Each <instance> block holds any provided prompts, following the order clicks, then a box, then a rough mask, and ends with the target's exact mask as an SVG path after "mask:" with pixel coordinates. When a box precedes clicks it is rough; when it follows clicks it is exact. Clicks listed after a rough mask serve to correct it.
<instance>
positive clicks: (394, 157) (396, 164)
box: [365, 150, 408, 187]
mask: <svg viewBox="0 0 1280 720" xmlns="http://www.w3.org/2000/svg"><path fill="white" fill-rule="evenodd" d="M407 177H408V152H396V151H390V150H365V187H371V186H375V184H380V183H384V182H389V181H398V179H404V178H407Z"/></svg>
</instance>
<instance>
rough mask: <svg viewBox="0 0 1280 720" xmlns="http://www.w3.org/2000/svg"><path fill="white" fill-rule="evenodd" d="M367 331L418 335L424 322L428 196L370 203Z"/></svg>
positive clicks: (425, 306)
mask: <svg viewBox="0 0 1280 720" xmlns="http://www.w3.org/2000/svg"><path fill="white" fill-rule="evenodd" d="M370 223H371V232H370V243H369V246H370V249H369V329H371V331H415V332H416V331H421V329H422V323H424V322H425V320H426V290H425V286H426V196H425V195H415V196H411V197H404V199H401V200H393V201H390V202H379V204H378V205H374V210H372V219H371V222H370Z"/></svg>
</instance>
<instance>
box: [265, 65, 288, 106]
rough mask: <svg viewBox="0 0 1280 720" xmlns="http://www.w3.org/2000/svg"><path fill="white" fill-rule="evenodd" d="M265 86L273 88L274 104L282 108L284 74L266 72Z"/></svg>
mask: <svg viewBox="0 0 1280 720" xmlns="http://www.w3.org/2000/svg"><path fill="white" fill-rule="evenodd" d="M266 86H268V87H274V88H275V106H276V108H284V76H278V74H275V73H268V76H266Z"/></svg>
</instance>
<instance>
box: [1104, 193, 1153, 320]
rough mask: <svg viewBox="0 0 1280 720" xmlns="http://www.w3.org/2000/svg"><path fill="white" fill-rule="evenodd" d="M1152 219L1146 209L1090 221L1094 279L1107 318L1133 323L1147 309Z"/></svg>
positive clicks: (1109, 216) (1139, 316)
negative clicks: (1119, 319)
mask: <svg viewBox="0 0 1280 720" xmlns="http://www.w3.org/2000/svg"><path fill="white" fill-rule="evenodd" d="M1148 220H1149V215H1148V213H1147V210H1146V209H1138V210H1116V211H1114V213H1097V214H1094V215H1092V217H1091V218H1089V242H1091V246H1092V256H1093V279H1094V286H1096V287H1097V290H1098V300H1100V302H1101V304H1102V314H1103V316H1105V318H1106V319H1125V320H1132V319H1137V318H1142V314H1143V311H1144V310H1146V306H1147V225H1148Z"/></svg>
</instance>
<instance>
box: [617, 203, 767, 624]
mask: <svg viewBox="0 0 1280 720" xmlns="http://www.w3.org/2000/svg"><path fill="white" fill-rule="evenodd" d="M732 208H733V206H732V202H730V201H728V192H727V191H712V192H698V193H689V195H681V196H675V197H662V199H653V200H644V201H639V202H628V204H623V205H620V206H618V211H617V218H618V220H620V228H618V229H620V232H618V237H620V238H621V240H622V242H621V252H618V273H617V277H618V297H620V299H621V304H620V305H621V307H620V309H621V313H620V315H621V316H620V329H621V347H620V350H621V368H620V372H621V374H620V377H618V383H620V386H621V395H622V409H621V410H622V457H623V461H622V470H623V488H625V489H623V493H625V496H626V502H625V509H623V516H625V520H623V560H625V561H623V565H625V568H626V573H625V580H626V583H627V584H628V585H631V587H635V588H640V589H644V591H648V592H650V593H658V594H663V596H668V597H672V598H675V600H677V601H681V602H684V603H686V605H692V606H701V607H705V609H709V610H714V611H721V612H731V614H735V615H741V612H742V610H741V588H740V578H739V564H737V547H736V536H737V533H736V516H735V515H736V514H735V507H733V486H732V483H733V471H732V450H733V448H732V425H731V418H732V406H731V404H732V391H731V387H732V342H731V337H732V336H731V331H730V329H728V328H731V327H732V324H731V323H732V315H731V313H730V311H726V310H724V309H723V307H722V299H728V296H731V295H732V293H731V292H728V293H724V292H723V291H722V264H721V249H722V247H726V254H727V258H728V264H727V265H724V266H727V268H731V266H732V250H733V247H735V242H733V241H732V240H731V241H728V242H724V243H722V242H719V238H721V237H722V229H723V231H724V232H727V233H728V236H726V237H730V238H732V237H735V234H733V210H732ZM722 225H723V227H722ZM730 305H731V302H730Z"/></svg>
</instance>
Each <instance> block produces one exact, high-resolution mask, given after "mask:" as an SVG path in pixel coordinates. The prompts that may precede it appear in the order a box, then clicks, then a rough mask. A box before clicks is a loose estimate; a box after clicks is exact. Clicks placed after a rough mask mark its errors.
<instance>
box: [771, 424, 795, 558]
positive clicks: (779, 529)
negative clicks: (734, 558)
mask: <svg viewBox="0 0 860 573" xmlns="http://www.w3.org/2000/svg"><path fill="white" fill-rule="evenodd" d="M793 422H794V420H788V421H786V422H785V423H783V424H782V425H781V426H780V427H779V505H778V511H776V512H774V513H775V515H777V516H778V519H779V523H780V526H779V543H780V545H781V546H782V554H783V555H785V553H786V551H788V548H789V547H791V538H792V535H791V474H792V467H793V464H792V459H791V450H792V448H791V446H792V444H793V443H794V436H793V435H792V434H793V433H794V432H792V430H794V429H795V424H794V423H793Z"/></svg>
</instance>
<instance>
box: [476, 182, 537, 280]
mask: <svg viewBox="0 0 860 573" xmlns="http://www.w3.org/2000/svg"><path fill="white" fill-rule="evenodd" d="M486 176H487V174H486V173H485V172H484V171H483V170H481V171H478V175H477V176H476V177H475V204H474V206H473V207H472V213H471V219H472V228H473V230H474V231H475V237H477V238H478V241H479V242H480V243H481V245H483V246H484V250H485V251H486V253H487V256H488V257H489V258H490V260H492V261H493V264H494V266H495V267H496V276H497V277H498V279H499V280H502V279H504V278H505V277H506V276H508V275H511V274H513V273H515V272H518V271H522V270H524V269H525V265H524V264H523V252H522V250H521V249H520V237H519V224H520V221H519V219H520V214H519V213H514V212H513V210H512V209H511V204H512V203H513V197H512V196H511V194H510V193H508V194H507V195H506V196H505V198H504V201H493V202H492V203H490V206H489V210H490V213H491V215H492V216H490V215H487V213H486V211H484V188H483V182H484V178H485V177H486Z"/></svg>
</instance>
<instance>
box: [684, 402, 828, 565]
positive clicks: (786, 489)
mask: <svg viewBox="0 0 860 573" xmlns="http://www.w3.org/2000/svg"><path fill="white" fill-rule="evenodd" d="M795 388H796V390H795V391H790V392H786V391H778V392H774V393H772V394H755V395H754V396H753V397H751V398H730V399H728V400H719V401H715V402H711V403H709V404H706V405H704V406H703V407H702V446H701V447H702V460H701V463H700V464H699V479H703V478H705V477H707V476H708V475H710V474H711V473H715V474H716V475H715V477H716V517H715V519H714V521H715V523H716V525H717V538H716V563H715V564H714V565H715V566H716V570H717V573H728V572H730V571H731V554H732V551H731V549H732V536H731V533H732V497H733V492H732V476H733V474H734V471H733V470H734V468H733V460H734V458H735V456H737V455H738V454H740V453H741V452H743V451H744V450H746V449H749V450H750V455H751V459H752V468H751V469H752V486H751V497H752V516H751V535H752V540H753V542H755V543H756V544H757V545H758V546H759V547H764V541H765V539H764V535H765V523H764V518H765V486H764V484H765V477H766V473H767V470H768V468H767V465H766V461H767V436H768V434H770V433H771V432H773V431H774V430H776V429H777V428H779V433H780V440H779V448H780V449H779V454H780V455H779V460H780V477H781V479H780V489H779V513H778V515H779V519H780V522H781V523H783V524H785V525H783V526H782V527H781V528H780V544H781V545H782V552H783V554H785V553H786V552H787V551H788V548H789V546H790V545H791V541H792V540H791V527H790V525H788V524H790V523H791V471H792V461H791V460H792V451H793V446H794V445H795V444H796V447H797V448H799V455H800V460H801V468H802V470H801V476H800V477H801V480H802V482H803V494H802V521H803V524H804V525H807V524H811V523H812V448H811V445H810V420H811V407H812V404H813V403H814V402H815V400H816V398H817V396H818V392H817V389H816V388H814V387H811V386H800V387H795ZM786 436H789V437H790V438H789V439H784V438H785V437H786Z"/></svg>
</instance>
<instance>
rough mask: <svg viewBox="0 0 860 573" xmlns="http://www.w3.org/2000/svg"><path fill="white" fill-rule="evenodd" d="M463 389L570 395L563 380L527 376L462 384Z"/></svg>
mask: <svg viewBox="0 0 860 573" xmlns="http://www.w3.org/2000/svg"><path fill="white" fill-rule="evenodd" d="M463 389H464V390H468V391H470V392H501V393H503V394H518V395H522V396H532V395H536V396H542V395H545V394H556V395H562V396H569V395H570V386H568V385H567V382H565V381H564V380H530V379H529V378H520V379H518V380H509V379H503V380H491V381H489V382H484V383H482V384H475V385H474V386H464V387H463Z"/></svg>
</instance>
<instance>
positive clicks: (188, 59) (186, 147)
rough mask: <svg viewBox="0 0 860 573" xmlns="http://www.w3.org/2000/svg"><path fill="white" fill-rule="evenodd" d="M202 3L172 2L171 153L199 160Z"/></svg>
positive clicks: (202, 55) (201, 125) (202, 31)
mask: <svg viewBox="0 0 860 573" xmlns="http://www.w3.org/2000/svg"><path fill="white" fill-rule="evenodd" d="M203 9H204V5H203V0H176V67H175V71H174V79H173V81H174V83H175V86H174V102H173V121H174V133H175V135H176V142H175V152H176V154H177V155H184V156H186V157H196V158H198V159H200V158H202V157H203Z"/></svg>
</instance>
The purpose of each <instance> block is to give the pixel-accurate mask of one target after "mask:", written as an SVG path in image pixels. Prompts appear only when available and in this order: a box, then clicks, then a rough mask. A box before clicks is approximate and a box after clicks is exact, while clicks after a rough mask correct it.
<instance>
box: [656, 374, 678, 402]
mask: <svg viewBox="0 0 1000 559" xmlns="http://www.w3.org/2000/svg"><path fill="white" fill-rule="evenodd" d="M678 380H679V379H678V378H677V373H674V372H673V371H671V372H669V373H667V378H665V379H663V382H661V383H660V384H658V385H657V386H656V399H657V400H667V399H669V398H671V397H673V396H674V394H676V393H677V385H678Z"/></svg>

────────────────

Task requirements: Count the lines of the listing above that contain the string "negative", matching case exactly, and give only the number.

Solution for this exercise: 2